Finally, when Todd defends his reading as a spondee on the grounds that it is “more dignified and impressive”, he invokes the general canon of “intense human quality”. What may “dignified” mean with reference to metric structures? It suggests that the listener may detect some structural resemblance between the consecutive heavy stresses and the outward manifestation of dignity in humans, such as weightiness, reserve of manner, and clearly articulated gestures. “Weightiness” in a context of a disyllable with its stressed syllable in a weak position, followed by another stressed syllable, suggests “having considerable mass”; in a context of dignified human behaviour it suggests “of much importance or consequence”. As to “reserve”, a stressed syllable in a weak position (followed by another stressed syllable) “holds back” the rhythmic movement of the line, whereas a dignified person “holds back”, “controls” his responses, the expression of his emotions or thoughts. As to “clearly articulated gestures” in poetry, I will argue that the rhythmical performance of such constructs as a disyllable with its second, stressed, syllable in a weak position requires exceptionally clear articulation.
We do not know whether Milton or Shelley intended that such constructions as “the supreme King” be performed by inverting the stress on supreme, or by foregrounding a spondee. All we know is that there may be an optional inversion rule which, when applied, yields a convergent iambic lilt; when not—a divergent spondaic cadence. So, the latter possibility should not be ruled out, at least. The reason for the suspension of the alleged optional rule can be aesthetic: Milton and Shelley, being the paradigmatic “divergent poets”, may be more divergent in their conception of delivery style too than Pope, who is the paradigmatic convergent poet. Otherwise, the difference between Milton’s and Pope’s metric styles may be obscured. Moreover, suppose we accept the optional-inversion construal; we still have to explain why is it that Milton and Shelley do have recourse to this optional rule, but Pope doesn’t.
Though I tend to side with Todd, I am exploring here not the question “Who is right?”, but whether a performance can be imagined or secured that allows to perceive the conflicting linguistic and versification patterns at the same time.

STORED DATA:
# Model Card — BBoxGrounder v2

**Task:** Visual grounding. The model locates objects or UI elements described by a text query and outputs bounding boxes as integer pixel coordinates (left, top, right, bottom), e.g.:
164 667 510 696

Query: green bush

THINGS TO DO:
[1] In the passage on poetic meter, which poet is called the paradigmatic convergent poet?
[2] Please return the part of the passage on poetic meter starting with "Though I tend" and going on through "the same time.".

RESPONSES IN ORDER:
[1] Pope

[2]
Though I tend to side with Todd, I am exploring here not the question “Who is right?”, but whether a performance can be imagined or secured that allows to perceive the conflicting linguistic and versification patterns at the same time.